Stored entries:
• • • • •
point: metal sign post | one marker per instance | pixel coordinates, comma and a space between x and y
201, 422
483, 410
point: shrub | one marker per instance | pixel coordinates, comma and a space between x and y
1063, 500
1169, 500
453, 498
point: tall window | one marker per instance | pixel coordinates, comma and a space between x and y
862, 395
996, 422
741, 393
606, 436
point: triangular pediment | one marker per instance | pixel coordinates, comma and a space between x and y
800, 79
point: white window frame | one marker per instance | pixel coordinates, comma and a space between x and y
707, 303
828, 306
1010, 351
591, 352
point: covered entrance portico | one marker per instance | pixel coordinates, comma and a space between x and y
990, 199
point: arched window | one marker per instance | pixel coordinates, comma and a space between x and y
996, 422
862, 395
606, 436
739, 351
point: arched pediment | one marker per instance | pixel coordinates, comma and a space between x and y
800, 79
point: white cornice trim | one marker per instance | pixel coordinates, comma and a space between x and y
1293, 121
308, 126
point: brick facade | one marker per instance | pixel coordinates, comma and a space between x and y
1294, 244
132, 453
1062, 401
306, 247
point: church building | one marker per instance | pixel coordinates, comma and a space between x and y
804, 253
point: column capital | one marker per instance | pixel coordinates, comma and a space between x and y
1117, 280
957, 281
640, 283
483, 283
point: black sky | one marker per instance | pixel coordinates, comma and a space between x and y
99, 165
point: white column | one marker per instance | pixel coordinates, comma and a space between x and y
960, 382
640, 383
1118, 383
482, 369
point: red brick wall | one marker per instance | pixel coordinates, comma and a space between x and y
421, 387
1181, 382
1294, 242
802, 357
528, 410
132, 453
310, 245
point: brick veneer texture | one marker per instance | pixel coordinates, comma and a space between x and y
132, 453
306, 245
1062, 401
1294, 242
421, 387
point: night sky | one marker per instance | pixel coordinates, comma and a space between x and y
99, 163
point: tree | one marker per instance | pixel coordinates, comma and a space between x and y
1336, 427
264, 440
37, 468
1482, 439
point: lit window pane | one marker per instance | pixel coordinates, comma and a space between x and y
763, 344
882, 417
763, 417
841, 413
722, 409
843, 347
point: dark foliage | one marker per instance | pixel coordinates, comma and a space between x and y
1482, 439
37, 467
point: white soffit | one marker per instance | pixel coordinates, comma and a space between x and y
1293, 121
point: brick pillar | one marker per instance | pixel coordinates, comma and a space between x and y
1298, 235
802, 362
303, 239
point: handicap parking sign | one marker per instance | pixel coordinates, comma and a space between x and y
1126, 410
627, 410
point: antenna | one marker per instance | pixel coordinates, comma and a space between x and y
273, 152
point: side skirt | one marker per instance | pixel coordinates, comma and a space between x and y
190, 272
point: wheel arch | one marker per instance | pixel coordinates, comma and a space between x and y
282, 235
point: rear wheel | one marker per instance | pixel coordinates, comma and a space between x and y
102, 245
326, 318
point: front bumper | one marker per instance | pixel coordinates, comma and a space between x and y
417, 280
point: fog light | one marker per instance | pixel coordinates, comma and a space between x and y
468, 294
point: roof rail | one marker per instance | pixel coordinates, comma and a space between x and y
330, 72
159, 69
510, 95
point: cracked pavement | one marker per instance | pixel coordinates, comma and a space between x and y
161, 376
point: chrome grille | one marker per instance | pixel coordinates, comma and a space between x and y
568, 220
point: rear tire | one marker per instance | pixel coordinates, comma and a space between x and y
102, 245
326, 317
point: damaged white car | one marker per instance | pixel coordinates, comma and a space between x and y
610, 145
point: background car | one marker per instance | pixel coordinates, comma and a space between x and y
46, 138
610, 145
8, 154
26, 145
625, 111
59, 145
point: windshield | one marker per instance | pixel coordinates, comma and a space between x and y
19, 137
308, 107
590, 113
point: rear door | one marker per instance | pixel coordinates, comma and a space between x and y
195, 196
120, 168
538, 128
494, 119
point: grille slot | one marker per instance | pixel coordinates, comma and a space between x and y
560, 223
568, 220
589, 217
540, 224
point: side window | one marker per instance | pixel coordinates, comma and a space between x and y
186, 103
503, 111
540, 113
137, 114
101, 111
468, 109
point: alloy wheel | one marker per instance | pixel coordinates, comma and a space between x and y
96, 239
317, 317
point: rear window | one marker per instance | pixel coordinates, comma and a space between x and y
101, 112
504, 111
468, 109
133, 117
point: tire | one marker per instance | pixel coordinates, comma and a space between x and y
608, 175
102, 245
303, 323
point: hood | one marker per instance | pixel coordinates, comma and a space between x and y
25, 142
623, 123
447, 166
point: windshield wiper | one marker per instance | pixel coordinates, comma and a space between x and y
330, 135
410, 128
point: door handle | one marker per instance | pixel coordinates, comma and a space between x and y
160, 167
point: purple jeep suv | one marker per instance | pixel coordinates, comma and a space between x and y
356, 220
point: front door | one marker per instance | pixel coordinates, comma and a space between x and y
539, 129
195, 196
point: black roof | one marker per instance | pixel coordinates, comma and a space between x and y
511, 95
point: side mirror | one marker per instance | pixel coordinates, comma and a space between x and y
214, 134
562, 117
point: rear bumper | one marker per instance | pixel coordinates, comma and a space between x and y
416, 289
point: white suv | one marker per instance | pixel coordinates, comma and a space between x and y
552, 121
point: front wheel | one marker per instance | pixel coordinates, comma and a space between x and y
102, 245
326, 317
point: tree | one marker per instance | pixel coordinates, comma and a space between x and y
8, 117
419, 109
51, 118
• • • • •
All the data above should be restated in full, exactly.

COMPLETED EXERCISE:
point: metal sign post | one marker per instance | pixel coordinates, comma and a space between x and y
201, 422
483, 410
point: shrub | one marker per instance | pixel coordinates, comma and a space between x and y
1063, 500
1169, 500
453, 498
point: tall window | one marker per instance | pixel coordinates, comma and a space between x and y
862, 395
996, 422
741, 393
606, 436
point: triangular pediment | one marker per instance | pixel coordinates, comma and a space between x and y
800, 79
point: white window frame | one marker per instance | pixel coordinates, comma and a space between x and y
707, 303
828, 306
1010, 351
591, 352
point: covered entrance portico | one marker per instance | pixel coordinates, comma and a space between x and y
990, 199
point: arched window | one marker per instance | pixel coordinates, comma and a space between x and y
996, 422
862, 395
606, 436
739, 351
point: arched pediment | one marker per instance | pixel coordinates, comma and a space between x and y
800, 79
point: white cornice trim | one marker per instance | pixel coordinates, comma and a space between x and y
1293, 121
308, 126
point: brick facade | one marker per instance | pixel coordinates, comma and a space between x and y
1294, 244
132, 453
1062, 401
306, 247
point: church building | one marker per instance | pixel coordinates, comma and a space between x and y
804, 253
point: column capital | one marker per instance | pixel coordinates, comma and a space between x and y
1117, 280
957, 281
640, 283
483, 283
point: black sky | one marker per instance | pixel coordinates, comma and a space between x and y
99, 165
point: white column | one marker per instance | pixel coordinates, comma and a space between x and y
960, 382
640, 383
1118, 383
482, 369
point: red brick wall | one marker per instance | pixel coordinates, comma and a space between x and y
421, 387
1181, 382
1294, 242
802, 357
528, 410
132, 453
310, 245
point: brick veneer texture | one marker per instance | pixel coordinates, comma and a space between x and y
132, 453
306, 245
1062, 401
1294, 242
421, 387
point: night sky | one marker per instance | pixel coordinates, comma and a space between x and y
99, 163
point: tree | one marker per instance | pixel coordinates, comma and a space between x and y
1336, 427
264, 440
37, 468
1482, 439
point: lit window pane | one marker per instance | pixel coordinates, comma and a space between x and y
763, 344
882, 417
763, 417
841, 413
722, 409
843, 347
point: dark foliage | one marker per instance | pixel coordinates, comma and a space between x and y
1482, 439
37, 467
point: white soffit | one marker per instance | pixel coordinates, comma and a space between x and y
1293, 121
point: brick pillar | one marker per instance | pixel coordinates, comma and a space between x and y
1298, 235
802, 362
303, 239
point: handicap parking sign | one marker per instance | pixel coordinates, comma and a space between x and y
1126, 410
627, 410
point: antenna | one marker per instance | pixel coordinates, comma and a space between x and y
273, 152
point: side skirt | one marker per instance | pixel coordinates, comma and a space between x and y
190, 272
point: wheel arch | one marker per instance | pixel coordinates, comma and a space between x and y
282, 235
point: rear wheel | one marker per instance | pixel coordinates, comma and a space between x and y
102, 245
326, 318
point: front bumper | one marker per instance | pixel coordinates, comma and a space between x and y
417, 280
point: fog light | one marker per instance | pixel coordinates, comma and a space between x and y
468, 294
point: roof rail | one marker per instance | pixel coordinates, comma and a space between x and y
330, 72
159, 69
510, 95
point: cracked pavement | one marker per instance | pixel coordinates, comma and a space between x and y
161, 376
point: chrome grille | one marker per instance | pixel coordinates, comma and a space between x and y
568, 220
point: rear tire | one marker per instance | pixel coordinates, comma and a space between x and y
102, 245
326, 317
point: damaged white car | one marker per instance | pixel coordinates, comma and a space between x and y
610, 145
point: background car | one marker per instance | pixel coordinates, comma and a space between x and y
46, 138
610, 145
8, 154
26, 145
625, 111
59, 145
point: windshield | one marker per instance | pixel coordinates, comma and a space between x and y
19, 137
308, 107
590, 113
point: rear door | one marker per instance | pixel coordinates, comma and a space between x and y
195, 196
120, 168
538, 128
494, 119
point: grille slot | one marker per instance | pixel coordinates, comma and a space between x and y
560, 223
568, 220
589, 217
540, 224
point: side window | one marker per instance | pixel coordinates, comma and a space between x and y
186, 103
503, 111
540, 113
137, 114
101, 111
468, 109
point: alloy wheel | one marker per instance | pixel coordinates, comma and a space between x and y
96, 239
317, 317
point: rear window | one marker per instance | pixel coordinates, comma and a space between x and y
101, 112
504, 111
468, 109
133, 117
point: tire | one marker per instance | pixel coordinates, comma and a space between x and y
608, 175
102, 245
303, 323
point: hood | one marker per instance | pixel coordinates, comma and a space between x and y
25, 142
623, 123
447, 166
point: windshield wiper | one marker per instance | pixel coordinates, comma and a space between x and y
330, 135
410, 128
point: door handle | one marker per instance | pixel coordinates, comma and a space between x and y
160, 167
point: purple jeep suv | one marker per instance | pixel coordinates, comma and a space between x and y
356, 220
point: front door | one marker per instance | pixel coordinates, comma and a space between x and y
539, 129
195, 196
point: black roof | one marker per instance | pixel coordinates, comma and a space between x and y
511, 95
point: side mirror | one marker per instance | pixel coordinates, comma and a space between x and y
214, 134
562, 117
point: rear bumper | one marker per instance | pixel coordinates, comma and a space between x and y
416, 289
point: white suv | one marker per instance | pixel coordinates, comma and a space between x and y
552, 121
point: front wheel | one marker per instance | pixel coordinates, comma and a space between x and y
102, 245
326, 317
point: tree | one marker per instance | pixel coordinates, comma and a space between x and y
8, 117
419, 109
51, 118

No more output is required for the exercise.